__Problems to work on__:
**A.** In the Left Behind commentary, what does the film claim to communicate that sets it apart from a James Bond or Jack Ryan film?
**B.** Write out the passage of the Left Behind commentary between "I suppose the" and "communicate specific details.", inclusive.
**C.** Pick up the Left Behind commentary after its last sentence and carry it forward.

__Source extract__:
= = = = =

I suppose the plot of Left Behind probably is no more fantastic than the average plot in a James Bond or Jack Ryan film. What is different, however, is that Left Behind claims to communicate spiritual truth. Even worse, the film leaves the impression that some of these fantastic events are specifically prophesied in the Bible. As the world begins to unravel, we are told that everything from the worldwide food shortage to the conspiracy at the U. N. can be found in Ezekiel 38, Daniel 7, or 2 Thessalonians 2. But of course the Bible contains none of this information. Like most biblical prophecies, prophecies about the end times are full of mystery. Often they are intended to convey general impressions rather than to communicate specific details.
The temptation, of course, is to fill in the details. The Left Behind novels are a creative attempt to imagine what the world might be like in the years leading up the final judgment. But Christians should remember that God has already told us everything we need to know. To try and say more is to doubt the sufficiency of Scripture, and ultimately to undermine the literal truth of God’s Word.

= = = = =

__Information given__:
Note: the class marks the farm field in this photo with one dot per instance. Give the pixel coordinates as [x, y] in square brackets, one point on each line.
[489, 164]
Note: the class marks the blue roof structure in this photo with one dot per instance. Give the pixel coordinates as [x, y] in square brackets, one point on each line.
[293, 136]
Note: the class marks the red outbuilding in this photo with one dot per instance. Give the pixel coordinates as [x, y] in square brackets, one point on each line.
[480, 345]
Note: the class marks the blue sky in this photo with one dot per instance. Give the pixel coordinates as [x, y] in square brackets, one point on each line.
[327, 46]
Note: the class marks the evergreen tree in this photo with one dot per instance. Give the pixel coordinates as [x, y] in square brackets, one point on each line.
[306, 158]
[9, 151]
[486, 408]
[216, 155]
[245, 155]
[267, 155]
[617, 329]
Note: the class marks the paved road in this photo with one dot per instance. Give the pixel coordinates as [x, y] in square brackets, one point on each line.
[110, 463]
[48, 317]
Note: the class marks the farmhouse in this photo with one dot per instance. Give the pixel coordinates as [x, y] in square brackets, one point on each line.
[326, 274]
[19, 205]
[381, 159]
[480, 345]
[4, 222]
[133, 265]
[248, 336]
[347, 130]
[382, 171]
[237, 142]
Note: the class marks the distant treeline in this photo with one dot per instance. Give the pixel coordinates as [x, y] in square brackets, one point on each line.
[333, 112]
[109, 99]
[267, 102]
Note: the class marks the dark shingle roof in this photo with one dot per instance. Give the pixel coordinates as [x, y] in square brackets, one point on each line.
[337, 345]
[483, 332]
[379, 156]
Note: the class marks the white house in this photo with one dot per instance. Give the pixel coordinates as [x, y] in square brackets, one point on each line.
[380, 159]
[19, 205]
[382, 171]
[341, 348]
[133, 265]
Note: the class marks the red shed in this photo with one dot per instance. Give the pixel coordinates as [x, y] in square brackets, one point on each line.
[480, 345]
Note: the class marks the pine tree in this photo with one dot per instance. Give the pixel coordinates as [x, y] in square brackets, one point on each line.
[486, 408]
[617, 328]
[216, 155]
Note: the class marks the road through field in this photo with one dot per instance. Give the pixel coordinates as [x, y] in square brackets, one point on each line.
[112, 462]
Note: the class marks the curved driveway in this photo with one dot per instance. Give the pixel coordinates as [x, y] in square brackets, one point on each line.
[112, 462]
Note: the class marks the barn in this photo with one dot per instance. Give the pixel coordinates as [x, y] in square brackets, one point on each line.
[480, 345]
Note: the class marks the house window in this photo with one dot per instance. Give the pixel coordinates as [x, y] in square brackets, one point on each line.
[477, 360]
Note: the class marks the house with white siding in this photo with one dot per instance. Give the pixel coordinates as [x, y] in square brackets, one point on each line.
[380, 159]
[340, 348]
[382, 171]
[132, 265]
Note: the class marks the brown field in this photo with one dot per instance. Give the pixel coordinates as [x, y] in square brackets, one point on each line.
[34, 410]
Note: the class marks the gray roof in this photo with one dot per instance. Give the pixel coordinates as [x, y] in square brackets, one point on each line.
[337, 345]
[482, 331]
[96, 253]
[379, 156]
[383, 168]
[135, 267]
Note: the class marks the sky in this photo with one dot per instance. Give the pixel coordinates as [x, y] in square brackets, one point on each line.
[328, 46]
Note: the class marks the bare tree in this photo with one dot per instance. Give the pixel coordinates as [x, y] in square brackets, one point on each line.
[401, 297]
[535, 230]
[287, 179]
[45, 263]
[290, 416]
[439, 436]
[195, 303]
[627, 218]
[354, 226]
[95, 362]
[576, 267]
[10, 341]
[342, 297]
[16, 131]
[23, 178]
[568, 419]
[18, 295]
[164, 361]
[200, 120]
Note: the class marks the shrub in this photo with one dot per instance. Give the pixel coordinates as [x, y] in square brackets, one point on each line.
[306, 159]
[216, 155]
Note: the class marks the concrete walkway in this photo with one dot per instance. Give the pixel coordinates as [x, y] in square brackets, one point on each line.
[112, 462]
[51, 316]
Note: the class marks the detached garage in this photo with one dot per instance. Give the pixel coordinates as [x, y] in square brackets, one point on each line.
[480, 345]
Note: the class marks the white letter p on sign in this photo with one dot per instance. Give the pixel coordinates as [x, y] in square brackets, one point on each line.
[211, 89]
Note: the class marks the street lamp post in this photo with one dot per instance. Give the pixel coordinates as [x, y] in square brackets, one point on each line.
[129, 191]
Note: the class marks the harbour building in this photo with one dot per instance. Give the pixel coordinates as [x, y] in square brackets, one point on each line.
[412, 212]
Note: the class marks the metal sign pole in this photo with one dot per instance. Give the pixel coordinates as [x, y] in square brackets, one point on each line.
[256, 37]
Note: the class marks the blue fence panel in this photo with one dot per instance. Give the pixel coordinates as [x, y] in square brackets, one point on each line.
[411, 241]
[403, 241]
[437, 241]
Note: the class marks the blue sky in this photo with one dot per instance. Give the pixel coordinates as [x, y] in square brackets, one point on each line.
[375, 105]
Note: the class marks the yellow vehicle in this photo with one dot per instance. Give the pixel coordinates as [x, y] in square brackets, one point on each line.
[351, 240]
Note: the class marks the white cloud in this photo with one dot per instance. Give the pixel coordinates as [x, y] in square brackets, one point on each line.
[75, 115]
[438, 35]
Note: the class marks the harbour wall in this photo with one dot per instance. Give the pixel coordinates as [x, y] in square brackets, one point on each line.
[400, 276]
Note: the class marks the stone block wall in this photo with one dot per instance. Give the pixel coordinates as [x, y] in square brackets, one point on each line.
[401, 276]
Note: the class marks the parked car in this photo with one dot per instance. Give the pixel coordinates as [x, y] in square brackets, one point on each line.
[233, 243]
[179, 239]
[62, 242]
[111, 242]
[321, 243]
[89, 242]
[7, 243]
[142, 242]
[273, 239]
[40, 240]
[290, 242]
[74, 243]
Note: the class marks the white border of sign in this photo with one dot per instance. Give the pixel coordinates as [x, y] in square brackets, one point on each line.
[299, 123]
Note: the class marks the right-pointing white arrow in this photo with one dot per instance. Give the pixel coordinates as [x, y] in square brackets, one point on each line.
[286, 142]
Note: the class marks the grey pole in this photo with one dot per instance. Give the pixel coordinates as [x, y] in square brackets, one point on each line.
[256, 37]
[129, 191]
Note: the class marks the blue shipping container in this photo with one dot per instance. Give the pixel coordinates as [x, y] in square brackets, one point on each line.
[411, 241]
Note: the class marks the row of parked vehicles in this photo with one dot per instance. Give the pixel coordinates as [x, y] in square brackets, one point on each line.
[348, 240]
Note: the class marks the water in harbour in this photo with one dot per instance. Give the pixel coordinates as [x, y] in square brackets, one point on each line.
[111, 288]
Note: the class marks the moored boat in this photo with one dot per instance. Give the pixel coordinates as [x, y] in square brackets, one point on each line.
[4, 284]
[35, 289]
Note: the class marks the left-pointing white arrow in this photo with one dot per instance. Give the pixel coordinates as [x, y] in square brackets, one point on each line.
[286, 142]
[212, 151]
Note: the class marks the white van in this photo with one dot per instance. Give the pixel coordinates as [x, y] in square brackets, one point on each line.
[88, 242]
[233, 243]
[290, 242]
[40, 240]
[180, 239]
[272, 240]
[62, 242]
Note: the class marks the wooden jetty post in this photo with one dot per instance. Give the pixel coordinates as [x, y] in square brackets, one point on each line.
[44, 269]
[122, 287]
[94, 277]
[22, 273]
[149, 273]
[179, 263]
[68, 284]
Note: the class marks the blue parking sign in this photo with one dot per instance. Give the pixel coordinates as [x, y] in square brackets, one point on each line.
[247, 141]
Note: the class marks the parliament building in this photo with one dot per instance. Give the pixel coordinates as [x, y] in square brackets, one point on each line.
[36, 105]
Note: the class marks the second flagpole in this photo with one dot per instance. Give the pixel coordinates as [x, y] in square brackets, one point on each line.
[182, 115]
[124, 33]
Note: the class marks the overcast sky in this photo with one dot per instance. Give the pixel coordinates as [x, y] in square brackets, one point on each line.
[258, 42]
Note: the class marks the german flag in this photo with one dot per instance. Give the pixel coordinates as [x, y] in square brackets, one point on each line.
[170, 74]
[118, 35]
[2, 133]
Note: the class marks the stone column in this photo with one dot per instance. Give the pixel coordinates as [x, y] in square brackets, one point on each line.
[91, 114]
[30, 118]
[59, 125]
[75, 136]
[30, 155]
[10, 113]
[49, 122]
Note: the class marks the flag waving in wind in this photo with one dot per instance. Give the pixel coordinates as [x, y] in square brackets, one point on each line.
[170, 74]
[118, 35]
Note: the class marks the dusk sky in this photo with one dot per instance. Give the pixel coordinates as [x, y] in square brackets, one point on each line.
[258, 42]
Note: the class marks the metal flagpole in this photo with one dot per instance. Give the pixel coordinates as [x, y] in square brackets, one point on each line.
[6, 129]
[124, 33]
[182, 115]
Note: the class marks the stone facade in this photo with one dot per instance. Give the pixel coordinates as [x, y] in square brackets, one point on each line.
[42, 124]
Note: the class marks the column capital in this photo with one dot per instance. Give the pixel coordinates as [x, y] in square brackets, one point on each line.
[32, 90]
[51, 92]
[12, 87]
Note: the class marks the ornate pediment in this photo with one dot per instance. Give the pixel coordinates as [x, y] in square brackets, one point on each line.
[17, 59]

= = = = =

__Results for the exercise__:
**A.** It claims to communicate spiritual truth.

**B.**
I suppose the plot of Left Behind probably is no more fantastic than the average plot in a James Bond or Jack Ryan film. What is different, however, is that Left Behind claims to communicate spiritual truth. Even worse, the film leaves the impression that some of these fantastic events are specifically prophesied in the Bible. As the world begins to unravel, we are told that everything from the worldwide food shortage to the conspiracy at the U. N. can be found in Ezekiel 38, Daniel 7, or 2 Thessalonians 2. But of course the Bible contains none of this information. Like most biblical prophecies, prophecies about the end times are full of mystery. Often they are intended to convey general impressions rather than to communicate specific details.

**C.**
If Left Behind has one redeeming feature, it is a scene mid-way through the film. It takes place in an empty church, where a man wearing casual clothes is sitting inside the pulpit, throwing a ball against the front wall of the sanctuary. Who is it? It’s the minister, of course. Everyone else in his congregation is gone, but he’s been left behind! (My heart went out to the man: His parishioners turned out to be holier than he was, and now there is no one to hear him preach). We overhear him talking to God, saying things like: “What a fraud I am!” “I know your message, and I knew your word.” “But knowin’ and believin’ are two different things.”
It is one of the most authentic moments in the movie, certainly much more believable than the scene where Kirk Cameron receives Christ on the floor of the men’s room at the U. N. It is also a worthy subject for Christian film: not speculation about the tribulation, but a man on his knees, wrestling with his sin.